What is needed:
Output the lines of the entries below beginning at the one with "Where can the red" and ending with the last, exactly as written and without pictures.

Stored data:

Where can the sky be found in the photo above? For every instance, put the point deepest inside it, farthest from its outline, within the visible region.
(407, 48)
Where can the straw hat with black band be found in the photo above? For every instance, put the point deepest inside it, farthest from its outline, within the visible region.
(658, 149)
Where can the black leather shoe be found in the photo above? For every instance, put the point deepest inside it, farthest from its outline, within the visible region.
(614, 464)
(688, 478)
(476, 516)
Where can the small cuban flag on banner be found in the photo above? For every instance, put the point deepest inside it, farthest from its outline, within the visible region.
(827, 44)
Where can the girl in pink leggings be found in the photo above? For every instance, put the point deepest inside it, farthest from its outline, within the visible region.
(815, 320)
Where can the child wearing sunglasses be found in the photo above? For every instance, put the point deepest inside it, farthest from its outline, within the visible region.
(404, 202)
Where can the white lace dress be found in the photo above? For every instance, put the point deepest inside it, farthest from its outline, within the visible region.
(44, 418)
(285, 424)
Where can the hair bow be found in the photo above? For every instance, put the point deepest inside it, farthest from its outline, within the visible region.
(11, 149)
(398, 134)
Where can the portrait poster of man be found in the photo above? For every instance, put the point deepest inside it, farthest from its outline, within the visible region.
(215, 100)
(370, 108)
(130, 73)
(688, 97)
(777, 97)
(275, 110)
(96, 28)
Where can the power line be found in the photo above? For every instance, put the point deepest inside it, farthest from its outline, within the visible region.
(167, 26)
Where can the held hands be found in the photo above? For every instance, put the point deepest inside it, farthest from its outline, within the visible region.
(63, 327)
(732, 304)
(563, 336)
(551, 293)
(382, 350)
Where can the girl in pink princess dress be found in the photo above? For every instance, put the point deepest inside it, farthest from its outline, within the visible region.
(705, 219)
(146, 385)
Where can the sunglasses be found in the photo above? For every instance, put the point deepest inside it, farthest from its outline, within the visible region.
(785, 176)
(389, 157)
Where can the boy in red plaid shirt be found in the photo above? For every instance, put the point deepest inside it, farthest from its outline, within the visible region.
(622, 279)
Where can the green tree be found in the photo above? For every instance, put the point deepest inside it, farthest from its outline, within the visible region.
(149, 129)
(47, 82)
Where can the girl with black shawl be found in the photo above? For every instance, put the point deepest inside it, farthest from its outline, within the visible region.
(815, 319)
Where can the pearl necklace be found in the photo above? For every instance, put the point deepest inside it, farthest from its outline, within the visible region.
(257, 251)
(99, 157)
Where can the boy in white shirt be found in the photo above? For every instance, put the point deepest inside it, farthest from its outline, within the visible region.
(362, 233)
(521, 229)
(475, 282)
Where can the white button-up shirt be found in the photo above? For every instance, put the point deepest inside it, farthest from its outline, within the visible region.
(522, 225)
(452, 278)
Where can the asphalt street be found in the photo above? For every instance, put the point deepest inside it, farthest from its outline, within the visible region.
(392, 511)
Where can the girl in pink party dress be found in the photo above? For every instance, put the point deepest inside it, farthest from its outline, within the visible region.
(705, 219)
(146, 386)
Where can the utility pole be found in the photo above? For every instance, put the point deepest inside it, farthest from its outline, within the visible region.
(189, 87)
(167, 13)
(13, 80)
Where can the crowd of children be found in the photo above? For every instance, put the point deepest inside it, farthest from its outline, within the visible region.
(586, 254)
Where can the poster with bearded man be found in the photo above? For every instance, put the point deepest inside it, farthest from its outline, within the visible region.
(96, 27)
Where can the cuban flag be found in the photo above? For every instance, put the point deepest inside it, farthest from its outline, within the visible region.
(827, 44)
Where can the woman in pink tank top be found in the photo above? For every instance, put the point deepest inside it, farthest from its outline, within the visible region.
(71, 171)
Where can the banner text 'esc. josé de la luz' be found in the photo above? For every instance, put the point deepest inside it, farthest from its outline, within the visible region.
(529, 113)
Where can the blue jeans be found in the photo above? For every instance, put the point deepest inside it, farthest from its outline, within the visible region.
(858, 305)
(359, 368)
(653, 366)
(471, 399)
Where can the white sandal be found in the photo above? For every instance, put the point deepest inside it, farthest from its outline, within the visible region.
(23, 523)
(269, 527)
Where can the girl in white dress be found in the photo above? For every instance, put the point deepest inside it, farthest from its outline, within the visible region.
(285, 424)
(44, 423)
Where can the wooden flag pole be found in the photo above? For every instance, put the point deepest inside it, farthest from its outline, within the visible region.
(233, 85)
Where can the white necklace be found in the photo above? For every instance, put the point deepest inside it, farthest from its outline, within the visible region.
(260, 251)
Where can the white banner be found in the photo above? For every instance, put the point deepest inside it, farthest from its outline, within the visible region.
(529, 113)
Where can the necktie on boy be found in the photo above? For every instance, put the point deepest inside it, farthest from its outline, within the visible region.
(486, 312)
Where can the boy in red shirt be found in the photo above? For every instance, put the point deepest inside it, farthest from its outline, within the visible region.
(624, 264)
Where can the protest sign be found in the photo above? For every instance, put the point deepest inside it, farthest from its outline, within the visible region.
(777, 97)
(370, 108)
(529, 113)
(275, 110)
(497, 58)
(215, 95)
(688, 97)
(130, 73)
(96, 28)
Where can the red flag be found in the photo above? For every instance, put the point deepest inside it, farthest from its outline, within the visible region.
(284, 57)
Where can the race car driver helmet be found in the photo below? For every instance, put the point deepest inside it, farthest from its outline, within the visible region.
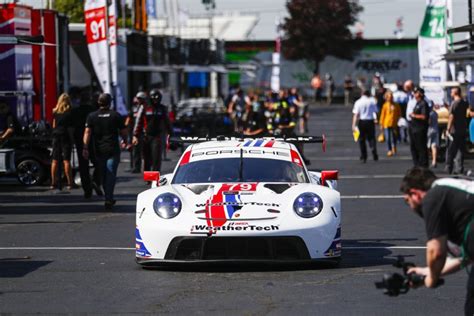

Answer for the task:
Where can the red flag be found in the photo above? For every instance, put the point deepest inside it, farthest from its outline, within the visible region.
(284, 57)
Where can the race car driver helmet be found in the photo below? For every instance, put the point deepest inside it, farthest from its outline, within the visible region.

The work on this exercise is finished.